-- Begin --

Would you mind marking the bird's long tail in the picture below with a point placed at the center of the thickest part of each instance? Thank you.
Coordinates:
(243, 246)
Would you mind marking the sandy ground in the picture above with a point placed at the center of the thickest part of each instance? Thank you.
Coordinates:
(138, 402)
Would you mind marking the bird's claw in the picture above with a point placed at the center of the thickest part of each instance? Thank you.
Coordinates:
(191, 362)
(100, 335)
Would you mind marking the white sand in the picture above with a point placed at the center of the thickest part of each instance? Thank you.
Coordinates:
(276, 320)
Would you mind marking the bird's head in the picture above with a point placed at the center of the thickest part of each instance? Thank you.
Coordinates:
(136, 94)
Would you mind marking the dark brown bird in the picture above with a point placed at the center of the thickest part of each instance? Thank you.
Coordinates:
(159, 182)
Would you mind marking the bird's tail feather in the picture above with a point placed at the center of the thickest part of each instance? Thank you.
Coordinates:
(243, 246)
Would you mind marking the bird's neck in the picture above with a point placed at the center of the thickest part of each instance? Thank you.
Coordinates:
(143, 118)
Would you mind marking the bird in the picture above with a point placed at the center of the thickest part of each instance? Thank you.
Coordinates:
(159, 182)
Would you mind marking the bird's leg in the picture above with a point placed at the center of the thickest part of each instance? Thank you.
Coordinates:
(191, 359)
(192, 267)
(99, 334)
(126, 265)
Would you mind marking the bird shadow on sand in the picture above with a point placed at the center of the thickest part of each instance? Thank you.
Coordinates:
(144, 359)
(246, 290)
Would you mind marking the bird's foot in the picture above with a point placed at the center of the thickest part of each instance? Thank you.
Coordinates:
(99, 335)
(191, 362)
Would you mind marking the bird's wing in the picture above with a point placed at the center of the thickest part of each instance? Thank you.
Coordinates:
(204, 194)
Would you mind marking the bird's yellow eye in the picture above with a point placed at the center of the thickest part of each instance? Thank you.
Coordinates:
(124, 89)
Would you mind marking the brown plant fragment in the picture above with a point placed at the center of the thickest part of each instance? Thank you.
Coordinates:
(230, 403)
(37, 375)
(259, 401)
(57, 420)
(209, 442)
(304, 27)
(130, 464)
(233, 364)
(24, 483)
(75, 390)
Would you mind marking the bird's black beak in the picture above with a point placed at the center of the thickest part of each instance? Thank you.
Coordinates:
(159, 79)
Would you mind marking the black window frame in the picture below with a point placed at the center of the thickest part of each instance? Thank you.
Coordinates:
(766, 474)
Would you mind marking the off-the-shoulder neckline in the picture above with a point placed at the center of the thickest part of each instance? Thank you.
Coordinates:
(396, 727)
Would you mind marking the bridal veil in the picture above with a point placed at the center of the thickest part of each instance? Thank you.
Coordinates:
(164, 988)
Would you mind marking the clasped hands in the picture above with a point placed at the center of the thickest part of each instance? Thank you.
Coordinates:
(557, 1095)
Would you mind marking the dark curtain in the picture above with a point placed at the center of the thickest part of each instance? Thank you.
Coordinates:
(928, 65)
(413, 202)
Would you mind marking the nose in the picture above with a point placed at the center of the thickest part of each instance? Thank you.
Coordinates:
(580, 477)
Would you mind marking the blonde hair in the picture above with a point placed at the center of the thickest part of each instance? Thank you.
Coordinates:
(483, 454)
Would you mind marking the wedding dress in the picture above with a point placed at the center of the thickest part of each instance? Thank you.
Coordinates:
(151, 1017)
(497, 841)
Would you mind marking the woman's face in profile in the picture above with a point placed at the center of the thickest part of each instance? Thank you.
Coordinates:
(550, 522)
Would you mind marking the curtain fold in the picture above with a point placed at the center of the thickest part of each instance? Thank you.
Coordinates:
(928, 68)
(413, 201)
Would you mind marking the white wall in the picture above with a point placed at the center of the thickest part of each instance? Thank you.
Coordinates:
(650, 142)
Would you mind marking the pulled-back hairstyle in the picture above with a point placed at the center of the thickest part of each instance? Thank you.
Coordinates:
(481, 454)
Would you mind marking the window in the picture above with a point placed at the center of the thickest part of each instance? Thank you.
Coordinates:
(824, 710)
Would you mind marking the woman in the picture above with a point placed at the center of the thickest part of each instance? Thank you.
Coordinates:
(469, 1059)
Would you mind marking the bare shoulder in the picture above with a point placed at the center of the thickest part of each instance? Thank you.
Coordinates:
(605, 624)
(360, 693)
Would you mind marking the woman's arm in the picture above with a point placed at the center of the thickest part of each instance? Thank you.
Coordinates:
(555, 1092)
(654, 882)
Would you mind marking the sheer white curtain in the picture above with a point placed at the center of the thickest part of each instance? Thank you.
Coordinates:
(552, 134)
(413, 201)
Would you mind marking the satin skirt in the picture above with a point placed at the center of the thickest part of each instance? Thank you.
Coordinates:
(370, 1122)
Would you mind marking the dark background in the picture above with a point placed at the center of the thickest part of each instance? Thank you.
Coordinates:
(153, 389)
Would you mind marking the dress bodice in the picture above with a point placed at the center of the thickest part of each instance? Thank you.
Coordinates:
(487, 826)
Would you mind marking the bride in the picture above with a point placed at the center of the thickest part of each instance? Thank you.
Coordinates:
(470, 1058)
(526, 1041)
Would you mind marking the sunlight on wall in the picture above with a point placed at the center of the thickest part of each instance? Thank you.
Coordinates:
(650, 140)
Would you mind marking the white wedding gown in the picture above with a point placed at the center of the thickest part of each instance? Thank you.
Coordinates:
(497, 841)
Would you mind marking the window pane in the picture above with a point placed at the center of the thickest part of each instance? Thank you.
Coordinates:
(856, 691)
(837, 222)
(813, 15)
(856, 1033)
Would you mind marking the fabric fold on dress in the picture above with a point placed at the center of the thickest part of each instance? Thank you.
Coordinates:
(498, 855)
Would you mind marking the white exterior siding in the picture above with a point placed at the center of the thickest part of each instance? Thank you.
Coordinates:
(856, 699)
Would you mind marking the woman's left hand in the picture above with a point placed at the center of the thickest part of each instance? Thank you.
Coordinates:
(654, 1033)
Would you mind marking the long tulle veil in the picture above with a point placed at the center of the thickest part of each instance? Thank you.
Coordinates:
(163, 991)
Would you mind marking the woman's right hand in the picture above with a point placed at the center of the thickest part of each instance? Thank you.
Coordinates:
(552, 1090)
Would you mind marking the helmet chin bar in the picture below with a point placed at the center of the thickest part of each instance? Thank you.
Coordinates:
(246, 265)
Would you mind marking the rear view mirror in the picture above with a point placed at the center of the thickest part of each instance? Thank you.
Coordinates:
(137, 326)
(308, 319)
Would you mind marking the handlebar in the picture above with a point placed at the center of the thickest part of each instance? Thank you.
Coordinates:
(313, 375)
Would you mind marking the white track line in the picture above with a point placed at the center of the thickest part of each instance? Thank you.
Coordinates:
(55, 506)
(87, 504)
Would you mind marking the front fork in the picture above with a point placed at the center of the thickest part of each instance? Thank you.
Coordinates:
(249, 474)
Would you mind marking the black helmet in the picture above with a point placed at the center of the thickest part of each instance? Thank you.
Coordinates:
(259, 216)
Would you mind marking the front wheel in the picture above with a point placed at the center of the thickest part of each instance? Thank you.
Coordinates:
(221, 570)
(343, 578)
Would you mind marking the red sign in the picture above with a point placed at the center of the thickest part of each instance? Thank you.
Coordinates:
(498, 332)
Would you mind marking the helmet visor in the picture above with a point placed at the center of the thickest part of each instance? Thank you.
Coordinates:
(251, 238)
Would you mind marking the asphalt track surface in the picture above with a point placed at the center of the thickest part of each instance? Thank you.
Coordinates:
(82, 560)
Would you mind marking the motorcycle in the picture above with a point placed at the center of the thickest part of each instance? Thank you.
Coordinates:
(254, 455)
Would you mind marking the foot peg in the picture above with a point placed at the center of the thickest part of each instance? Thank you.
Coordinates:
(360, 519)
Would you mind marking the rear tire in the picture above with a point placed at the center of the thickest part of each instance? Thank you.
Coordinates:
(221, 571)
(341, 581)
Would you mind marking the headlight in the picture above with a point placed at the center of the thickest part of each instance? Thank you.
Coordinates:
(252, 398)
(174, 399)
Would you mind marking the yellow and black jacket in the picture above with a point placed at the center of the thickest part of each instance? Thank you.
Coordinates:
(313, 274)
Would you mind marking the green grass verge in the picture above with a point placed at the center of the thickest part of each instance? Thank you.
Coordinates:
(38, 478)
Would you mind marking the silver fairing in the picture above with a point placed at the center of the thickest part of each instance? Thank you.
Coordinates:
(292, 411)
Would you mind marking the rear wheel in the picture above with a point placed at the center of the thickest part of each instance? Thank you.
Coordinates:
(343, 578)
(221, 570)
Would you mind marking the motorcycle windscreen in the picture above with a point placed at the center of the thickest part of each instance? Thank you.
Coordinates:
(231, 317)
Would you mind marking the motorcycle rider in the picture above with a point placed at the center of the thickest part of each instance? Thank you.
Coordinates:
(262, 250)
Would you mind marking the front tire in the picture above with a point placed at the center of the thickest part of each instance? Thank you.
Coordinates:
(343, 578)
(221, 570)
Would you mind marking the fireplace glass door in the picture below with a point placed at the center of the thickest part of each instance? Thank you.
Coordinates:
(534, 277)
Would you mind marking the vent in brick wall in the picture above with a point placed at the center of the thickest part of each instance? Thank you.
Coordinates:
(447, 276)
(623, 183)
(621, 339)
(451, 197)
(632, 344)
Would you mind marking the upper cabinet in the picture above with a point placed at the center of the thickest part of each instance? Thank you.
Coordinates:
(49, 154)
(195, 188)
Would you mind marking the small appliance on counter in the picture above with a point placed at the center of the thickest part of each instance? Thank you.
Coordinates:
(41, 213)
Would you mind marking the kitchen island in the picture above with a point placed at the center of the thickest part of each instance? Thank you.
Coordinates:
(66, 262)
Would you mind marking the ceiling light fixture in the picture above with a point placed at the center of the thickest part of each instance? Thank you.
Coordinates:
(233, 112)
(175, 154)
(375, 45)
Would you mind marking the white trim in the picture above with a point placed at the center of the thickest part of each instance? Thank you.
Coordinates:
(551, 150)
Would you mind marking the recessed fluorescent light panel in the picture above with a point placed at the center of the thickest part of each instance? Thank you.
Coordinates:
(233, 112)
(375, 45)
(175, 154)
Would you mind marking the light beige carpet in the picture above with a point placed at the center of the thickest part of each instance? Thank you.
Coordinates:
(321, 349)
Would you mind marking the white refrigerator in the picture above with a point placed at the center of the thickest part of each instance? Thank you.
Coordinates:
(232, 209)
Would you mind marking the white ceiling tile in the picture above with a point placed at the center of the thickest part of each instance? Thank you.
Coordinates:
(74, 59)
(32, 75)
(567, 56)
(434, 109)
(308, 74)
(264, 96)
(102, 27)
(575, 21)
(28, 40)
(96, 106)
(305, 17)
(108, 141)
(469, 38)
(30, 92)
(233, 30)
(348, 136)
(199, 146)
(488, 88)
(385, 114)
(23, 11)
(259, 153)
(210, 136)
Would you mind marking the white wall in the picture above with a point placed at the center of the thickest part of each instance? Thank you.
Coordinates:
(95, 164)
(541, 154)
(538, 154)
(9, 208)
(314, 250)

-- End --

◆ OBJECTIVE ◆
Copy out the records above verbatim, from the line with "Would you mind marking the woman's left" up to and including the line with "(552, 1090)".

◆ EXPECTED OUTPUT ◆
Would you mind marking the woman's left hand in the picture above with a point placed at the center of the thickest part of each instance? Thank you.
Coordinates:
(654, 1033)
Would you mind marking the long tulle veil in the picture above with a point placed at the center of the thickest part of each instance? Thank you.
Coordinates:
(163, 991)
Would you mind marking the woman's right hand in the picture above with a point placed at the center of the thickest part of each instance? Thank you.
Coordinates:
(552, 1090)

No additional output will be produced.